• TEXTE DE LA PAGE
● ● ●
Qu'elle ajoute que par pli DHL en date du 10 novembre 2000, elle a fait tenir à Monsieur le Greffier de la

Cour. l'original et deux exemplaires de sa requête ; que c'est ce dernier qui a trouvé suffisant de notifier à la Commission une copie certifiée conforme de la télécopie de la requête ;

Considérant que la requérante a par ailleurs fait observer qu'elle a fondé son recours sur l'article 8 alinéa 2 du Protocole additionnel n °1 qui dispose que le recours en appréciation de la légalité est ouvert, en outre, à toute personne physique ou morale contre tout acte de l'Union lui faisant grief ;

Que toujours selon la requérante, la décision attaquée, signée par un Commissaire, est un acte de la Commission qui lui cause un préjudice ;

Qu'elle estime enfin que l'affirmation de la Commission selon laquelle pour être passible de recours en annulation, l'acte doit être de nature à créer une modification dans l'ordonnancement juridique préexistant, constitue un rajout illégal aux conditions légales d'exercice du recours ;

Considérant qu'il y a lieu d'abord de donner acte à la requérante de ce qu'elle renonce à ses demandes nouvelles contenues dans son mémoire ampliatif.
● ● ●
• ENTRÉES EXTRAITES
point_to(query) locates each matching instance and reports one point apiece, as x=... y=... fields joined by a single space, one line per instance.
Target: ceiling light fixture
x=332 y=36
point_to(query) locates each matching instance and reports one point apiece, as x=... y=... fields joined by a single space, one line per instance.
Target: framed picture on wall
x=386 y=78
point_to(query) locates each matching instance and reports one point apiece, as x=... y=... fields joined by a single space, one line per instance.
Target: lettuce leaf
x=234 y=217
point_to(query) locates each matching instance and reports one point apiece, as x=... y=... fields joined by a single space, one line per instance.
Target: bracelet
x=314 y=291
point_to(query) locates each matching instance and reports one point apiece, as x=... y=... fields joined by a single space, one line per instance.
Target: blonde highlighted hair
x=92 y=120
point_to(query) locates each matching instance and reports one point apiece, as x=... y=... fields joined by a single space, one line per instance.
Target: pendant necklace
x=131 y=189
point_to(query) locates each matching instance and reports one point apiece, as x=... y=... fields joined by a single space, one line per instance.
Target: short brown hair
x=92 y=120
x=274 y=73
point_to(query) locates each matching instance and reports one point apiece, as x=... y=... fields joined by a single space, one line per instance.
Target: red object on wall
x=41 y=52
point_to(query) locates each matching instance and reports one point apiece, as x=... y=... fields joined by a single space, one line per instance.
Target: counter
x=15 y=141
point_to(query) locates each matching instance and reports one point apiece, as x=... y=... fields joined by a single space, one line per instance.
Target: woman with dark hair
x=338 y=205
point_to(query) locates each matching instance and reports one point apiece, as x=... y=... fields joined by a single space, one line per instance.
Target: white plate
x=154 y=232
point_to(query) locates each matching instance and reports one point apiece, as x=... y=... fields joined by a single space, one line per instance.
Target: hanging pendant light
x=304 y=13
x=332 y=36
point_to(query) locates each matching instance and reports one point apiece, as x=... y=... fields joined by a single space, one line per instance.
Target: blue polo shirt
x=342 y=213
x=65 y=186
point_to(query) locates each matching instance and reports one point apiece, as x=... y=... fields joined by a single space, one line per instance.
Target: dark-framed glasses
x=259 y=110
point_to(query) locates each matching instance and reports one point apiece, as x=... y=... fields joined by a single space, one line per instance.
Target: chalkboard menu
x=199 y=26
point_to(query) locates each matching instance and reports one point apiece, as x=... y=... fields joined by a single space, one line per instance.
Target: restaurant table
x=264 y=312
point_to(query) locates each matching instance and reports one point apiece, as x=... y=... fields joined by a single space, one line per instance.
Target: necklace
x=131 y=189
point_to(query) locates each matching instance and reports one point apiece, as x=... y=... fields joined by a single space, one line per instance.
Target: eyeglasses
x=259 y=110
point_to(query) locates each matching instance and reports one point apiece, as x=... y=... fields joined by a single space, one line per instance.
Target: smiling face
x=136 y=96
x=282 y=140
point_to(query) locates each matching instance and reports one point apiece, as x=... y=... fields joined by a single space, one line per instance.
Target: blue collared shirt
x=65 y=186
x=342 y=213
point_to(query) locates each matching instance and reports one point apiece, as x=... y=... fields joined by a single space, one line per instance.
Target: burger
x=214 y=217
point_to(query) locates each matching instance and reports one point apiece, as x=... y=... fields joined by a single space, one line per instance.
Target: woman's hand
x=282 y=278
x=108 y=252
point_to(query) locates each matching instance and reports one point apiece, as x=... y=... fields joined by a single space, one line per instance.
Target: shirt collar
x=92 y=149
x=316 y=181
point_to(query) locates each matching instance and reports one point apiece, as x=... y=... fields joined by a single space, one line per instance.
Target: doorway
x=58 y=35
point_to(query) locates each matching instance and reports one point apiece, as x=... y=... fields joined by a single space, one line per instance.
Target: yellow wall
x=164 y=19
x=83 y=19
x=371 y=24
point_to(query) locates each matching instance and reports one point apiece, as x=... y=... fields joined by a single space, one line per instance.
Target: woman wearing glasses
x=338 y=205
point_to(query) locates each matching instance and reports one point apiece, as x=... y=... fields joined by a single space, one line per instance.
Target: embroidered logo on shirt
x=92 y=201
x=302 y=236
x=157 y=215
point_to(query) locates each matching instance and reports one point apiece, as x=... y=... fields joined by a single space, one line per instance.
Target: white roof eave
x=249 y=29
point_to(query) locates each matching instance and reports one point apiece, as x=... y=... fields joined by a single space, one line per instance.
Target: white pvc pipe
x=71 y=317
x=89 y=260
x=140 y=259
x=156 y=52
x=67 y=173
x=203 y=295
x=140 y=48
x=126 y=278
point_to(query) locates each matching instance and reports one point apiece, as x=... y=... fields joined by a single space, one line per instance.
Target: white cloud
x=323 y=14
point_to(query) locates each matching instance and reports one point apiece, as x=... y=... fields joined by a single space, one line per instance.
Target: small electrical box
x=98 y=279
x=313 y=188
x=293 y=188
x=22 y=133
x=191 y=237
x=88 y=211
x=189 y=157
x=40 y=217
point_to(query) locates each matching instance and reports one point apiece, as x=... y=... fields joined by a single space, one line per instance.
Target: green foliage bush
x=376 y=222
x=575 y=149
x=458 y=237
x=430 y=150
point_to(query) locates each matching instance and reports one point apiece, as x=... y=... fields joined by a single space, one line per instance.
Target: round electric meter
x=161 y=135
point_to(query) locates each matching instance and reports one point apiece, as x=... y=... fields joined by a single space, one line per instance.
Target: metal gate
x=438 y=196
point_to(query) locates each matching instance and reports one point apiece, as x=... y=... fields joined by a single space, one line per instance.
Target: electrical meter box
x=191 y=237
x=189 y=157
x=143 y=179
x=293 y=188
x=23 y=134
● ● ●
• EXERCICES PROPOSÉS
[A] Relevez dans l'extrait toutes les institutions et fonctions officielles qui y sont nommées.
[B] Recopiez mot pour mot le passage de l'extrait qui va de "Considérant que la" jusqu'à "son mémoire ampliatif.".

• RÉPONSES PAR EXERCICE
[A]
- Monsieur le Greffier de la Cour
- la Cour
- la Commission
- un Commissaire
- l'Union

[B]
Considérant que la requérante a par ailleurs fait observer qu'elle a fondé son recours sur l'article 8 alinéa 2 du Protocole additionnel n °1 qui dispose que le recours en appréciation de la légalité est ouvert, en outre, à toute personne physique ou morale contre tout acte de l'Union lui faisant grief ;

Que toujours selon la requérante, la décision attaquée, signée par un Commissaire, est un acte de la Commission qui lui cause un préjudice ;

Qu'elle estime enfin que l'affirmation de la Commission selon laquelle pour être passible de recours en annulation, l'acte doit être de nature à créer une modification dans l'ordonnancement juridique préexistant, constitue un rajout illégal aux conditions légales d'exercice du recours ;

Considérant qu'il y a lieu d'abord de donner acte à la requérante de ce qu'elle renonce à ses demandes nouvelles contenues dans son mémoire ampliatif.